* [CONSEGNA 1]:
Rispondi a queste domande sull'articolo dedicato all'accordo per la Torino-Lione:
(a) In quale città avrà la sede legale la nuova società mista italo-francese?
(b) Qual è il costo complessivo ufficiale dell'opera?
(c) In che giorno è stato perfezionato a Roma il nuovo accordo?
* [CONSEGNA 2]: Prosegui l'articolo sull'accordo per la Torino-Lione, partendo subito dopo la sua ultima frase.

* [ESTRATTO FORNITO]:
Con la benedizione di Passera che avalla l'intesa avviata da Matteoli
Accordo tra Italia e Francia per la Torino-Lione
Uno spreco di denaro pubblico per una tratta ferroviaria inutile e dannosa
 

"Sulla Torino-Lione confermiamo il pieno rispetto del tracciato e del cronoprogramma". Ai primi di dicembre, con queste tracotanti parole, il ministro per le infrastrutture del governo Monti, l'ex-banchiere Corrado Passera, annunciava la conferma dell'intesa italo-francese per lo sventramento della Val di Susa, già avviata dal ministro del governo del neoduce Berlusconi, Altero Matteoli.
Perfezionata a Roma il 19 dicembre scorso, nel corso di una conferenza inter-governativa, il nuovo accordo tra Monti e Sarkozy, prevede la nascita di una nuova società mista italo-francese, con sede legale a Chambery e sede operativa a Torino. Roma potrà scegliere l'amministratore delegato e il direttore finanziario e amministrativo. Parigi nominerà il presidente della Commissione dei contratti e il presidente del Servizio di controllo.
Del Cda farà parte anche il liberal-democratico olandese, attuale coordinatore per la politica europea dei trasporti ferroviari, Jan Brinkhorst, il vero mediatore politico dell'accordo. Il tecnocrate, guarda caso, è membro del gruppo "Bildeberg", una sorta di cupola "massonica" della grande finanza europea e internazionale, che appoggia il governo italiano e da anni era pronta a mettere le mani su di un'opera faraonica, come la Torino-Lione, il cui costo complessivo ufficiale è di 8,2 miliardi di euro in dieci anni (almeno 2,7 a carico dell'Italia), ma c'è chi parla di 20, addirittura 40 miliardi di euro. Per ora non è stato reso noto ancora il nome del "General Contractor", ossia la piovra del cemento che succhierà nella prima fase il denaro pubblico né quello delle grandi banche (italiane o francesi) "garanti".

(Estratti da dati di annotazione a punti)
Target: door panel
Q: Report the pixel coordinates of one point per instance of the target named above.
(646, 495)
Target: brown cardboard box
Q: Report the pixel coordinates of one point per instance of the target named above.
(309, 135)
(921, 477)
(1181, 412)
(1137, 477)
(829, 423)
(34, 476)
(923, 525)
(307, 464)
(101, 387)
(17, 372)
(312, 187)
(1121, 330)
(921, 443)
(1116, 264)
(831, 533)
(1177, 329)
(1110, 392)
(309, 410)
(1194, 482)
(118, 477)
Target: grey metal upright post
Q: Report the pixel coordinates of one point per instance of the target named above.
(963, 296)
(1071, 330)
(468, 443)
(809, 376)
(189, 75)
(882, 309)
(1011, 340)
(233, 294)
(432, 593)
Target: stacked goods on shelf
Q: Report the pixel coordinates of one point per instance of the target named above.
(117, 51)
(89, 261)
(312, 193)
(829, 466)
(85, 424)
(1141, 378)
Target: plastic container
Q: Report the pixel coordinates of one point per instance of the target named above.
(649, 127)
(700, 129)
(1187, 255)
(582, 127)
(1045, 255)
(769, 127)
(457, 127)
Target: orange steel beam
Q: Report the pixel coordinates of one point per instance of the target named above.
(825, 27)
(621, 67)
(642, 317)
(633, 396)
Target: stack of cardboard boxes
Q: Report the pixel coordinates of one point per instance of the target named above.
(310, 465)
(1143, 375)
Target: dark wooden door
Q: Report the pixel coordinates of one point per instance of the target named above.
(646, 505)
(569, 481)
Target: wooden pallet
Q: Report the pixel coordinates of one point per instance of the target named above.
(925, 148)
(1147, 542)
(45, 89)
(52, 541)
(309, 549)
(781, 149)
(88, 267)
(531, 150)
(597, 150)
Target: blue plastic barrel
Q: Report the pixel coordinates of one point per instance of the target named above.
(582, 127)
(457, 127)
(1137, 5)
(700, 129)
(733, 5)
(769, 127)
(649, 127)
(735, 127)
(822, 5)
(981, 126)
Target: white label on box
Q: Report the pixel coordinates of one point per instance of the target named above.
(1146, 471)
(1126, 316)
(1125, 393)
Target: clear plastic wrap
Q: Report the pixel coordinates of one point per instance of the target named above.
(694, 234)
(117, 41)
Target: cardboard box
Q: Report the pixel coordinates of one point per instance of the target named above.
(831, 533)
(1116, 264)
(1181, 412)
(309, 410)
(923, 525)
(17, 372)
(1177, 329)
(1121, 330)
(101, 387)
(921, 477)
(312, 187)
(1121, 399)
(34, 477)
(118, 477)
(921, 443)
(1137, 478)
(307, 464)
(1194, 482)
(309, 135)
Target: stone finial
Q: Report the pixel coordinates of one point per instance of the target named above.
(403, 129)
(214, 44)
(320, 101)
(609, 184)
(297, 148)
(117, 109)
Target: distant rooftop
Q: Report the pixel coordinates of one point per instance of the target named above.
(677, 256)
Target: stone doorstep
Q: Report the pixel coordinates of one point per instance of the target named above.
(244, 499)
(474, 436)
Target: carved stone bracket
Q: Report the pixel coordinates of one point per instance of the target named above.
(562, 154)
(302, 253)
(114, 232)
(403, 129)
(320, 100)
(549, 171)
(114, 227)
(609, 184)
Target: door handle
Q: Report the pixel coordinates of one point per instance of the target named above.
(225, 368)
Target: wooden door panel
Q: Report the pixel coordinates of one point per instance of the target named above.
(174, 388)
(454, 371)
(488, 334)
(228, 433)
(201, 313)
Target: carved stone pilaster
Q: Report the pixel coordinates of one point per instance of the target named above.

* [RISPOSTA ATTESA 1]:
(a) A Chambery.
(b) 8,2 miliardi di euro in dieci anni.
(c) Il 19 dicembre.

* [RISPOSTA ATTESA 2]:
Quel che è stato rivelato, invece, è che già a febbraio dovranno iniziare i lavori. Anzi, per anticipare i tempi la neonata società avrebbe già affidato, senza gara, alla Cmc di Ravenna, capofila di un raggruppamento di imprese (e "vicina" al leader del PD Bersani): "il compito di realizzare lo scavo del cunicolo esplorativo (lo chiamano geognostico) della Maddalena a Chiomonte che sarà lungo 7.541 metri, con un diametro di 6,30 metri".
I lavori, per la costruzione del primo tunnel vero e proprio, della lunghezza di ben 57 chilometri, e con due stazioni internazionali a Susa e a S.J. De Maurienne, dovrebbero partire invece tra la fine del 2012 e l'inizio del 2013: "saranno impiegati 100 operatori, per un importo complessivo di 93 milioni di euro e dovrebbero terminare in circa 50 mesi".

Si allargano e si intensificano le proteste
I manifestanti, che da più di vent'anni si battono "affinché si fermi un'opera folle, inutile e devastante, dannosa per la salute e dai costi insostenibili che ricadranno sulle spalle delle generazioni future", sono ovviamente infuriati e disgustati soprattutto con le cosche parlamentari: "Una trasversalità così ottusa e così incapace di provare ad ascoltare le ragioni e di valutare un'opera in base alla propria utilità - afferma un comunicato del "comitato No Tav" - asseconda il dubbio che l'elemento decisionale sia una serie di interessi trasversali, comuni a tutto l'arco istituzionale: ossia la contiguità tra politica e affari. Come giustificare altrimenti tanta pervicacia, in un momento in cui ci sarebbero tutt'altre priorità ineludibili?".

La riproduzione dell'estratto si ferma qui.